## Begin Material shown

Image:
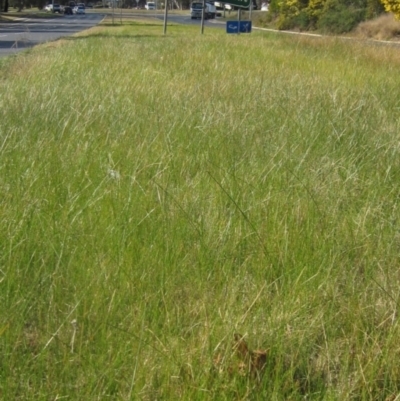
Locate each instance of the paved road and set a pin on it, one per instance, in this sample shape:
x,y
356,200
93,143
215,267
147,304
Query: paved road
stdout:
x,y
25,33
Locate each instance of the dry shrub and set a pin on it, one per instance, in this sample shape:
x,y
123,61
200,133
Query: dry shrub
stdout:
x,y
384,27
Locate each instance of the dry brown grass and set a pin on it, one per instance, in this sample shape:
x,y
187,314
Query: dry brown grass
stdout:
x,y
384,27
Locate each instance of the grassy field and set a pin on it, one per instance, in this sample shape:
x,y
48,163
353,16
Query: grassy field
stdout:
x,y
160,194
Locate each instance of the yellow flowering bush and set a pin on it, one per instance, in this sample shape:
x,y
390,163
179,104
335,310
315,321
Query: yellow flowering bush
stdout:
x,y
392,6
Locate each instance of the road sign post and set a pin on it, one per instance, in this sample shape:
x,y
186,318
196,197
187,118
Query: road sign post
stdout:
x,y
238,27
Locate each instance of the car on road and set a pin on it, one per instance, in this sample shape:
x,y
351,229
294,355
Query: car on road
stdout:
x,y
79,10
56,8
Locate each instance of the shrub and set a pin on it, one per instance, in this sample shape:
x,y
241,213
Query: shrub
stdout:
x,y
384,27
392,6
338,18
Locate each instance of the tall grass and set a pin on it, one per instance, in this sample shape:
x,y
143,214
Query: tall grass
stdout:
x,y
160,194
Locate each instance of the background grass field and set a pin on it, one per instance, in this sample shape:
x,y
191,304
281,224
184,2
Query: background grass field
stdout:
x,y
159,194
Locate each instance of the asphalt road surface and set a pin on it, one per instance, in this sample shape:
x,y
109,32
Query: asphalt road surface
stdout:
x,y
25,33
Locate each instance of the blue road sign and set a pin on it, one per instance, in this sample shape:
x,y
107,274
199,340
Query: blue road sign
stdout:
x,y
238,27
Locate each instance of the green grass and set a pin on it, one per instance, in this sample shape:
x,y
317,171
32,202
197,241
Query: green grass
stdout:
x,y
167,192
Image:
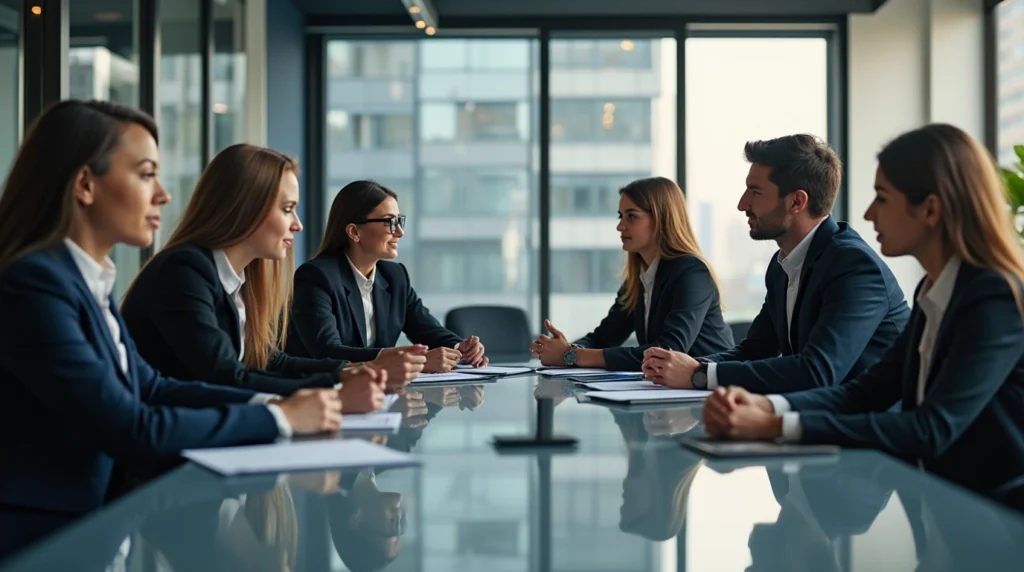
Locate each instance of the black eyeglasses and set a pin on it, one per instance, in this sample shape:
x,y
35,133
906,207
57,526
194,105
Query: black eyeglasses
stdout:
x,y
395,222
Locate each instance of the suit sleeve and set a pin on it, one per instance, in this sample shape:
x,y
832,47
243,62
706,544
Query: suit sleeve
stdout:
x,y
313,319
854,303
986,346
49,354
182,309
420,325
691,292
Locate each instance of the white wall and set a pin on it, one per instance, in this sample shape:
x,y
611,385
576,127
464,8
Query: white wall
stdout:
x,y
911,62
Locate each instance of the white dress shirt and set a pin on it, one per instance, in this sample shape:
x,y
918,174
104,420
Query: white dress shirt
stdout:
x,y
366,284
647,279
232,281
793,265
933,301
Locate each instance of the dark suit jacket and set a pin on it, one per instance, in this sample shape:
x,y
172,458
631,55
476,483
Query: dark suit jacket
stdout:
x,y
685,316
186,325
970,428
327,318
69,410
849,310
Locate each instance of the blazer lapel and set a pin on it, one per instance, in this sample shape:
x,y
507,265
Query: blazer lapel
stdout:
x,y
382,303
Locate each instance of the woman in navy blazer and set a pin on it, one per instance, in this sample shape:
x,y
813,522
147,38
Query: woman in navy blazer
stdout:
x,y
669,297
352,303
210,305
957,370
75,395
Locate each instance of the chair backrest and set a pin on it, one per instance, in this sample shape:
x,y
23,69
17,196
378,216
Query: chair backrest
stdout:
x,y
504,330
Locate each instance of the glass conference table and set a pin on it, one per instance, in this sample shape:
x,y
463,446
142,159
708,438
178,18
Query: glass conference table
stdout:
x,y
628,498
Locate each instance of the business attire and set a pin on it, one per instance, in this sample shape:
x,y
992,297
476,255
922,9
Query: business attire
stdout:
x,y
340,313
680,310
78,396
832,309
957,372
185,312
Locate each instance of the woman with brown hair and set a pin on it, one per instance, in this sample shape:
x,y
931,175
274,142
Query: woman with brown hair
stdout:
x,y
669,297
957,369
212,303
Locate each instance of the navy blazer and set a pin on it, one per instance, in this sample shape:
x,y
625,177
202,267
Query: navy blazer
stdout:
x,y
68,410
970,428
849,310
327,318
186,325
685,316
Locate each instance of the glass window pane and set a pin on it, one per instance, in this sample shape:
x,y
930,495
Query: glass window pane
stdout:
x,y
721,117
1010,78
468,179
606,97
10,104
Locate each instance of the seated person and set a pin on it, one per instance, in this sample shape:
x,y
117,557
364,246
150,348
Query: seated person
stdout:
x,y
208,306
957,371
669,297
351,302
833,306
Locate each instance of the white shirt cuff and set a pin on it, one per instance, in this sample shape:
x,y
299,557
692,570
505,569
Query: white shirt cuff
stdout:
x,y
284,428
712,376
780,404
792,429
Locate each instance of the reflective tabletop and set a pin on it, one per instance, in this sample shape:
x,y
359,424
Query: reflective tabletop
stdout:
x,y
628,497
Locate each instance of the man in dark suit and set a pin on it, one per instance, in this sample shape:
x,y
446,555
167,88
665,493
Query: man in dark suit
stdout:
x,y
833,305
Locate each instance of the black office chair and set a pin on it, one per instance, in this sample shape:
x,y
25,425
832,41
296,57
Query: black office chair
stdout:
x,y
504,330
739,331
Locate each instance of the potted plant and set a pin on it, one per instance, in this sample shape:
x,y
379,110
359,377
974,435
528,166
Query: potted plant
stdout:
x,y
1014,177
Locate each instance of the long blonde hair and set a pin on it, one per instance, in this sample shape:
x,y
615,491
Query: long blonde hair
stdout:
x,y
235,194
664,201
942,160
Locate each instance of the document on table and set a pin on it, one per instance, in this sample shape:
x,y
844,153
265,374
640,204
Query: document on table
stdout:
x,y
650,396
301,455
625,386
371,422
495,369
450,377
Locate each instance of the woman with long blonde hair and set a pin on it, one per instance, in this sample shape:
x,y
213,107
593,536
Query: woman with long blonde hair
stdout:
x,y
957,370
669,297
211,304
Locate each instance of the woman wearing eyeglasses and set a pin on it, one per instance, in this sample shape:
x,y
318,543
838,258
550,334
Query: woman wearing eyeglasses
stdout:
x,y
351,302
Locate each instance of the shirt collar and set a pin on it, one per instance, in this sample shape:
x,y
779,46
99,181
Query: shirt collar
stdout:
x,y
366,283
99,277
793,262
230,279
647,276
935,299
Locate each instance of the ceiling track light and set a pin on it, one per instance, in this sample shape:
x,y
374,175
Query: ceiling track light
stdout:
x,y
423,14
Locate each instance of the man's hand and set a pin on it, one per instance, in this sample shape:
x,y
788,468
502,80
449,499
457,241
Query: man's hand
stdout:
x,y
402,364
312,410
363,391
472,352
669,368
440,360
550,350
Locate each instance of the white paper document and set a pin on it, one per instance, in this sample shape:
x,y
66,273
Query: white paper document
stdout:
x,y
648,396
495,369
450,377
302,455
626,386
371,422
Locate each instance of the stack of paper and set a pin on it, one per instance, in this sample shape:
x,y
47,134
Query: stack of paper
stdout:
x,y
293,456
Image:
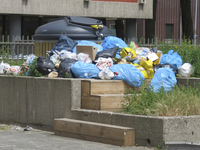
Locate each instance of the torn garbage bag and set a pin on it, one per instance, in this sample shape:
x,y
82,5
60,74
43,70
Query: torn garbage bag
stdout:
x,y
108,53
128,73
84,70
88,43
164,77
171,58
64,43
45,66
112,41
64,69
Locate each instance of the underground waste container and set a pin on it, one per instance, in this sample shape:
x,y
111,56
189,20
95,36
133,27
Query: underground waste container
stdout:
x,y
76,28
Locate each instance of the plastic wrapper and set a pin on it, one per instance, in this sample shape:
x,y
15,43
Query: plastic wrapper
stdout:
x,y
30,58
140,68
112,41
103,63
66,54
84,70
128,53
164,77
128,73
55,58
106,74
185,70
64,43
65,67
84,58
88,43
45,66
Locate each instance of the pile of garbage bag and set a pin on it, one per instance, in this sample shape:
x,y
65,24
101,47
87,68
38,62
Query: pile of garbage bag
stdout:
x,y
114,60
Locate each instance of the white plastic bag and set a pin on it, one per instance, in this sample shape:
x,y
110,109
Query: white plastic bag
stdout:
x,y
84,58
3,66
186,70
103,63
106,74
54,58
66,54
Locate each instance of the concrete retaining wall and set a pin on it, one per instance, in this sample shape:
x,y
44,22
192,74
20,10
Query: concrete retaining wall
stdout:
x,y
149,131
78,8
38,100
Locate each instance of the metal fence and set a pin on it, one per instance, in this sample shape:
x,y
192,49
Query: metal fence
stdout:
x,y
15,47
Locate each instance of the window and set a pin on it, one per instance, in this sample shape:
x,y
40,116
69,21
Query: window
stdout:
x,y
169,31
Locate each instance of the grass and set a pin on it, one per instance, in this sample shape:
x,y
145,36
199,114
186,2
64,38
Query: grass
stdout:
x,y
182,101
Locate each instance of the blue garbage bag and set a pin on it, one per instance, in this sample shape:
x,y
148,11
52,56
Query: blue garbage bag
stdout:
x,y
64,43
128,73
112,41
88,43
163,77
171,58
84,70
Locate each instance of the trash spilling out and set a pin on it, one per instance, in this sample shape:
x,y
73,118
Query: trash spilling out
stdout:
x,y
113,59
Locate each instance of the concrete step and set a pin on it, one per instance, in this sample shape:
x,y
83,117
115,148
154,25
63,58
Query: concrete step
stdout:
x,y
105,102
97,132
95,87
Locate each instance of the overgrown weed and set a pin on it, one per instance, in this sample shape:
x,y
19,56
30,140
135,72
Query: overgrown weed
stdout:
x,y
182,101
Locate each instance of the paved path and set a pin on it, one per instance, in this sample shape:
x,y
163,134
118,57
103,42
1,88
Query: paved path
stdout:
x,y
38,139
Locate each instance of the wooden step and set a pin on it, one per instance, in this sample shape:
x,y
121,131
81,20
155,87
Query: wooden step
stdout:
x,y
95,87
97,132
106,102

## End Material shown

_Goal of the exercise_: Every line from the one containing "Locate each instance of the concrete retaining" through the end of the entries above must be echoed exactly, with both ends kept.

_Response for this exercise_:
Locate each instance of the concrete retaining wall and set a pin on it, one per instance, in this sample shape:
x,y
44,22
192,74
20,10
Query: concrete retaining wall
stdout:
x,y
149,131
78,8
38,100
Locate each instance of the metal fence and set a pin on it, one per instance, in this sample shape:
x,y
192,49
Query: metal fence
stdout:
x,y
15,47
Locate each instance of the window and set a pin on it, one per instance, in this sample shape:
x,y
40,116
69,21
Query: window
stdout:
x,y
169,31
Locate each instance of the grass and set a pin on it, one per instance, in this sample shape:
x,y
145,36
199,114
186,2
64,38
Query: grass
stdout:
x,y
182,101
Locate each instance of the blue garbage bag and set a pin on it, one per instance, in this sample shape:
x,y
148,11
52,56
Query: blue garbage bag
stdout:
x,y
64,43
128,73
112,41
88,43
163,77
171,58
84,70
Locate each instance of the trash spilling out and set a pin on it, one per instance, in this sample shape:
x,y
73,118
Query: trash spilling out
stdout:
x,y
113,59
Locate each instance of the concrete step and set a pin on it, one per instance, in this sample shape:
x,y
83,117
115,148
154,25
63,58
Query: concrete step
stdout:
x,y
105,102
97,132
95,87
Locate each instance of the overgrown weed and set a pin on it, one per instance, in this sample shape:
x,y
19,56
30,140
135,72
Query: overgrown weed
stdout:
x,y
182,101
Locate each instance of the paved path and set a pin on it, one per instance, in this sample shape:
x,y
163,134
118,57
103,42
1,88
Query: paved path
stdout:
x,y
38,139
Locate each instance of the wooden step and set a pin on it, one per instance, in this sample shape:
x,y
121,131
81,20
155,87
Query: wooden step
stdout:
x,y
95,87
97,132
106,102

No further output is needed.